[START STORED DATA]

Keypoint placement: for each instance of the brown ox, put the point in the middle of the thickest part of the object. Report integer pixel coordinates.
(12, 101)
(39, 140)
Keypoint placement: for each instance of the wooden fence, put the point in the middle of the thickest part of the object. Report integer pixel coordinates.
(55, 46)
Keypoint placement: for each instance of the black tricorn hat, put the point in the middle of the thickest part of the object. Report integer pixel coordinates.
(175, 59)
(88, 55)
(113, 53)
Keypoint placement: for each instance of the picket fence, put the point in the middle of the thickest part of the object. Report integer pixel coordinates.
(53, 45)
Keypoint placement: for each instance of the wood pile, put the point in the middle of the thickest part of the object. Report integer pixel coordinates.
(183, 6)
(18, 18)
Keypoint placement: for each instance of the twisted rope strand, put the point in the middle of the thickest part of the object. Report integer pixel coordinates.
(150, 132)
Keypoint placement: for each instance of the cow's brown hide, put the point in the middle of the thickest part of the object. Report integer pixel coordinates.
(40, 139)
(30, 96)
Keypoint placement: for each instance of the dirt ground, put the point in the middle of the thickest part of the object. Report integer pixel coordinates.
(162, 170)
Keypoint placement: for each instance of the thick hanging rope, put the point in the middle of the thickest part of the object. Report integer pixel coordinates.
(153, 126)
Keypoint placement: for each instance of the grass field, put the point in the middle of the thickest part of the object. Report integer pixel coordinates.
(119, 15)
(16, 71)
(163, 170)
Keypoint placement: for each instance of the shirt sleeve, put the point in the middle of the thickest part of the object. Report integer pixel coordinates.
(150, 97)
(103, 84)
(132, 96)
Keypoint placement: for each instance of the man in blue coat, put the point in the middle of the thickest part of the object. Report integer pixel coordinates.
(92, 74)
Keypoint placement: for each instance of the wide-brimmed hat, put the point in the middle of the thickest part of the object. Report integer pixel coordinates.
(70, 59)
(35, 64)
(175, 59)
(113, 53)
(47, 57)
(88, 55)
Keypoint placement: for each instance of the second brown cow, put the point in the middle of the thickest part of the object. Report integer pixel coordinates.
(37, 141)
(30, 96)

[END STORED DATA]

### WORK TO COMPLETE
Set out all the records above as a numbered list, with no blank lines.

### FINAL RESULT
1. Keypoint placement: for each instance of the brown ox, put the point in the middle of the thickest part of the object. Report integer pixel coordinates.
2. (12, 101)
3. (39, 140)
4. Keypoint placement: for each instance of the wooden fence, put the point in the middle of the thickest part of the object. Report integer pixel coordinates.
5. (55, 46)
6. Keypoint placement: for each instance of the black tricorn hat, put the point in the middle of the thickest part of the object. Report integer pixel coordinates.
7. (175, 59)
8. (88, 55)
9. (113, 53)
10. Keypoint placement: for each instance of the picket fence, put the point in the middle of the thickest part of the object. Report integer pixel coordinates.
11. (53, 45)
12. Keypoint placement: for each instance of the wood pile, put the point in the middle of the thickest part of the object. Report integer pixel coordinates.
13. (183, 6)
14. (18, 18)
15. Keypoint placement: for each instance of the twisted rope strand, put the point in the middle of the thickest part of the object. Report integer pixel coordinates.
16. (150, 132)
17. Keypoint placement: for each instance of the cow's brown hide, put the point in the middle of the thickest part of the object. Report integer pixel coordinates.
18. (40, 139)
19. (30, 96)
20. Keypoint placement: for each instance of the dirt ground, put the point in the middle of the thickest part of the object. Report integer pixel coordinates.
21. (162, 170)
22. Keypoint placement: for each instance of the thick hanging rope, put the point in the middle of the thickest part of the object. Report integer pixel coordinates.
23. (153, 126)
24. Keypoint placement: for each instance of the grass field, put the point in the middle of the thickest part of the object. Report integer pixel coordinates.
25. (119, 15)
26. (16, 71)
27. (163, 170)
28. Keypoint placement: for each instance of the shirt sleeve, put the point in the middle of the thickest part of the object. Report integer pixel coordinates.
29. (150, 97)
30. (103, 84)
31. (132, 96)
32. Keypoint placement: for each instance of the man in blue coat, put the point in the middle of the thickest part of the object. Report integer pixel coordinates.
33. (92, 74)
34. Keypoint placement: for each instance of the wide-brimmed hat, put the point in the middle of the thickest part of the object. Report integer pixel coordinates.
35. (70, 59)
36. (35, 64)
37. (175, 59)
38. (113, 53)
39. (47, 57)
40. (88, 55)
41. Keypoint placement: for each instance of the second brown cow, put the point in the middle of the thickest part of the object. Report integer pixel coordinates.
42. (37, 141)
43. (30, 96)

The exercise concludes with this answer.